**What is required**
Each line that follows should be printed again exactly as it stands.

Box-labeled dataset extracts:

--- begin ---

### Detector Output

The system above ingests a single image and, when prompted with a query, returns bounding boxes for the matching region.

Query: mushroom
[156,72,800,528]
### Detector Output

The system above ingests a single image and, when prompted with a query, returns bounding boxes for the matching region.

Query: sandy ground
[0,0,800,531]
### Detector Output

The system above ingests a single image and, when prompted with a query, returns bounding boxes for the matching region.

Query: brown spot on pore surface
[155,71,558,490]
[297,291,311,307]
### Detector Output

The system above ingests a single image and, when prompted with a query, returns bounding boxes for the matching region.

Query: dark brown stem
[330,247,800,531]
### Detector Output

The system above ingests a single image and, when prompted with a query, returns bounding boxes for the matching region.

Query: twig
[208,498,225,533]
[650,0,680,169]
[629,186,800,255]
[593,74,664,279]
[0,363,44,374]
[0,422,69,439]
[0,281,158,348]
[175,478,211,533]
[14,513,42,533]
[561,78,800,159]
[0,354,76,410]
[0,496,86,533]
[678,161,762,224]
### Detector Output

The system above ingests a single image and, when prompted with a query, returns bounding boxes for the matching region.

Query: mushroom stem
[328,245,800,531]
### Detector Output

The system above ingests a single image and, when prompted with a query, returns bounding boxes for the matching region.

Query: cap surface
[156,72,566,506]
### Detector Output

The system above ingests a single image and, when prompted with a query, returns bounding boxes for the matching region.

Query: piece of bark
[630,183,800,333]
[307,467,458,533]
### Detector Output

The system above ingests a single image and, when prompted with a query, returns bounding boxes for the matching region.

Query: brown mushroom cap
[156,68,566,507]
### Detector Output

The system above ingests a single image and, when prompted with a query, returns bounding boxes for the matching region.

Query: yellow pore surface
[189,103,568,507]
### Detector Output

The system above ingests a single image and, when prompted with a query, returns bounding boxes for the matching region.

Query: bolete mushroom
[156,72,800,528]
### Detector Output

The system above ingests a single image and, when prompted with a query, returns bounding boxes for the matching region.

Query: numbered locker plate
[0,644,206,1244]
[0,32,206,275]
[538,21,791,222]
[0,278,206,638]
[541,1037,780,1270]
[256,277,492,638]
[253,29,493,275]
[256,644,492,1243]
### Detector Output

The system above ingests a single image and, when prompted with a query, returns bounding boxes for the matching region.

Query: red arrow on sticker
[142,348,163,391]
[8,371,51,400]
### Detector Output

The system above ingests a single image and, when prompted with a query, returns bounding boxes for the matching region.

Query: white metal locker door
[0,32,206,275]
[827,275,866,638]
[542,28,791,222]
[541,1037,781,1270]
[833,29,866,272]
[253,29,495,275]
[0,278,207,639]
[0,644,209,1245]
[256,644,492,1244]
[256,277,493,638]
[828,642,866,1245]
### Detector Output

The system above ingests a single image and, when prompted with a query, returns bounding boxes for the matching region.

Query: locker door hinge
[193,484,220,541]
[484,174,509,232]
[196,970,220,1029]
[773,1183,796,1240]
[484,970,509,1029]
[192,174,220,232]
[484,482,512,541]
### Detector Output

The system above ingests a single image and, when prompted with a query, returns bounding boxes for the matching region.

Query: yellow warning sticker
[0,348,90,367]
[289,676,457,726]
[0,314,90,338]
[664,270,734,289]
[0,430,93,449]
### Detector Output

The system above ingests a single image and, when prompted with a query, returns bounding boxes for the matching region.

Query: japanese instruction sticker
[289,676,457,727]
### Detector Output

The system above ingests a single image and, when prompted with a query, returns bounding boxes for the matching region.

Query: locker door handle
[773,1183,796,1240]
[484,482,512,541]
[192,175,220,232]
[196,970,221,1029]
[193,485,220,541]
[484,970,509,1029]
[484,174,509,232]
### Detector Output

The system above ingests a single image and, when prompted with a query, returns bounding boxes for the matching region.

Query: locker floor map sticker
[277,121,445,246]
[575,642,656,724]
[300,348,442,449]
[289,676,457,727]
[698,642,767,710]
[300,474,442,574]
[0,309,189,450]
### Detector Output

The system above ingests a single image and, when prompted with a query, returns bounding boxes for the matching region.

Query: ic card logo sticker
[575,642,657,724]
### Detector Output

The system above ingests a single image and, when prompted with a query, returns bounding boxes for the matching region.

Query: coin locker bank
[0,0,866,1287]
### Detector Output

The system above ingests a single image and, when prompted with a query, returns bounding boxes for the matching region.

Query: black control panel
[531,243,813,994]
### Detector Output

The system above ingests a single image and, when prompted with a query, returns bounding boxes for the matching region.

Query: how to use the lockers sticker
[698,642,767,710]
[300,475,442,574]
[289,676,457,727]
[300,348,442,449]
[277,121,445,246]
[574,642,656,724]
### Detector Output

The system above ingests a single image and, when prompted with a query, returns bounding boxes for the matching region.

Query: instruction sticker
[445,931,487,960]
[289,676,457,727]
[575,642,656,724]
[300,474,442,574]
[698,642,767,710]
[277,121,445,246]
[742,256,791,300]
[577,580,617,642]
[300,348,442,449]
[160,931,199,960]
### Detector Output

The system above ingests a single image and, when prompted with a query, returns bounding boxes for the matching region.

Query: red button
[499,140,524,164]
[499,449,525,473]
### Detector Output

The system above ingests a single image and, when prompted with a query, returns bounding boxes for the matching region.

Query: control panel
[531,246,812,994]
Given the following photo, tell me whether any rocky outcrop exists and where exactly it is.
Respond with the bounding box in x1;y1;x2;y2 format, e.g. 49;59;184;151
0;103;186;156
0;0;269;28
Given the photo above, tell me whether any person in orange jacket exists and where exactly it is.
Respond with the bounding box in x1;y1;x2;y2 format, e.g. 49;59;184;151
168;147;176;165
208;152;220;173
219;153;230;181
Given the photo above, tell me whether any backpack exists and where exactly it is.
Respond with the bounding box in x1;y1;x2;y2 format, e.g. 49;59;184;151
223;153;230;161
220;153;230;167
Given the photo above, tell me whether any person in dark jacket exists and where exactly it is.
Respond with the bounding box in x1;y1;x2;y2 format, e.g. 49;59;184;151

--- end ---

**Finished exercise**
### Detector Output

The system above ingests a single image and, when prompted with a query, returns bounding boxes for the matching region.

Query: mushroom
[156,72,800,528]
### Detector Output

The system above ingests a single image and, when prompted with a query, returns bounding boxes for the matching region.

Query: sandy ground
[0,0,800,531]
### Detector Output

The system above ingests a single image and, when prompted with a query, returns bounding boxes for the matching region.

Query: brown spot on pore surface
[155,71,558,490]
[297,291,311,307]
### Detector Output

The system above ingests a single image and, when prompted with a query, returns bounding boxes for the matching region.

Query: dark brown stem
[330,247,800,531]
### Detector Output

The system above ingests a single image and, when prompted with a query, returns bounding boxes for the matching region.

Query: twig
[208,498,225,533]
[650,0,680,169]
[629,186,800,255]
[593,74,664,279]
[0,363,44,374]
[0,422,69,439]
[0,281,158,348]
[175,478,211,533]
[14,513,42,533]
[561,78,800,159]
[0,354,76,410]
[0,496,86,533]
[678,161,762,224]
### Detector Output

The system above ingests a single image and, when prompted with a query, returns bounding boxes for the matching region.

Query: mushroom stem
[328,245,800,531]
### Detector Output

The system above ingests a single image and, when prompted with a query, returns bounding boxes for the matching region.

Query: cap surface
[156,72,566,506]
### Detector Output

The system above ingests a single image and, when prompted with a query, returns bounding boxes for the matching region.

Query: piece of bark
[630,183,800,333]
[307,467,458,533]
### Detector Output

The system above ingests a single image and, when prompted with a query, returns bounding boxes for the matching region.

Query: brown mushroom cap
[156,68,566,507]
### Detector Output

The system above ingests a single image and, when prompted with a query, returns bounding boxes for the matching region.

Query: yellow pore surface
[189,103,568,507]
### Detector Output

The system above ingests a single image and, when prompted with a query, returns bounding boxes for the matching region.

Query: bolete mushroom
[156,72,800,528]
### Detector Output

The system above ingests a single image and, when prompted with a query, returns bounding boxes for the matching region.

Query: numbered locker plate
[0,644,206,1244]
[0,32,206,275]
[538,21,791,222]
[0,278,206,638]
[541,1037,780,1270]
[256,277,492,638]
[253,29,493,275]
[256,644,492,1243]
### Detector Output

The system above ingests a single image and, when prompted with a query, returns bounding boxes for the matching region.

Query: red arrow on sticker
[142,348,163,391]
[8,371,51,400]
### Detector Output

The system above ingests a single image and, when prompted with a query, returns bounding boxes for the matching region.

Query: white metal locker door
[0,32,206,275]
[827,275,866,638]
[542,28,791,222]
[541,1037,781,1270]
[833,29,866,272]
[253,29,495,275]
[0,278,207,639]
[0,644,209,1245]
[256,644,492,1244]
[256,277,493,638]
[828,642,866,1245]
### Detector Output

The system above ingests a single image and, when prompted with a query, returns bounding boxes for the matching region.

Query: locker door hinge
[193,484,220,541]
[484,174,509,232]
[196,970,220,1029]
[773,1183,796,1240]
[484,970,509,1029]
[192,174,220,232]
[484,482,512,541]
### Detector Output

The system above ingests a single image and, when prompted with a query, returns bounding boxes for the matching region.

Query: yellow warning sticker
[0,348,90,367]
[289,676,457,726]
[0,314,90,338]
[664,270,734,289]
[0,430,93,449]
### Detector Output

The system above ingests a single image and, when prompted with a query, returns bounding boxes for the matching region.

Query: japanese instruction sticker
[289,676,457,727]
### Detector Output

The system above ingests a single image and, when prompted with a query, returns bounding boxes for the matching region.

Query: locker door handle
[773,1183,796,1240]
[484,482,512,541]
[192,175,220,232]
[196,970,221,1029]
[193,485,220,541]
[484,970,509,1029]
[484,174,509,232]
### Detector Output

The system above ingests a single image and, when prompted with a query, returns bounding boxes for the matching region.

Query: locker floor map sticker
[277,121,445,246]
[575,642,656,724]
[300,348,442,449]
[289,676,457,727]
[698,642,767,710]
[300,474,442,574]
[0,309,189,450]
### Detector Output

The system above ingests a single image and, when prompted with a query, returns bounding boxes for the matching region.

Query: ic card logo sticker
[575,642,657,724]
### Detector Output

The system above ingests a single image and, when prompted with a query, returns bounding boxes for the matching region.

Query: coin locker bank
[0,0,866,1287]
### Detector Output

The system above ingests a single image and, when prompted with a query, returns bounding boxes for the matching region.

Query: black control panel
[531,243,813,994]
### Detector Output

The system above ingests a single image and, when prompted with a query, returns bounding boxes for the matching region.

Query: how to use the lockers sticker
[698,642,767,710]
[300,475,442,574]
[289,676,457,727]
[300,348,442,449]
[277,121,445,246]
[574,642,656,724]
### Detector Output

The system above ingests a single image and, when prompted with a query, returns bounding boxes for the matching region.

Query: instruction sticker
[445,931,487,960]
[289,676,457,727]
[575,642,656,724]
[300,474,442,574]
[698,642,767,710]
[277,121,445,246]
[742,256,791,300]
[577,580,617,642]
[300,348,442,449]
[160,931,199,960]
### Detector Output

The system above ingests a single image and, when prompted with a query, returns bounding boxes for the matching region.

Query: red button
[499,140,524,164]
[499,449,525,473]
### Detector Output

The system above ingests a single image and, when prompted with a query, returns bounding boxes for the matching region.

Query: control panel
[531,246,812,994]
Given the following photo, tell me whether any rocky outcrop exists and where exactly it is.
Respond with the bounding box in x1;y1;x2;y2 format, e.g. 49;59;184;151
0;103;186;156
0;0;269;28
Given the photo above, tell me whether any person in orange jacket exists and where exactly it is.
Respond with the bounding box in x1;y1;x2;y2 format, e.g. 49;59;184;151
168;147;176;165
208;152;220;173
219;153;230;181
Given the photo above, tell me whether any backpack exists and where exactly it is.
Respond with the bounding box in x1;y1;x2;y2 format, e.g. 49;59;184;151
223;153;230;161
220;153;230;167
Given the photo above, tell me whether any person in dark jacket exists and where exactly it is.
Respond with the bounding box in x1;y1;x2;y2 format, e.g. 49;59;184;151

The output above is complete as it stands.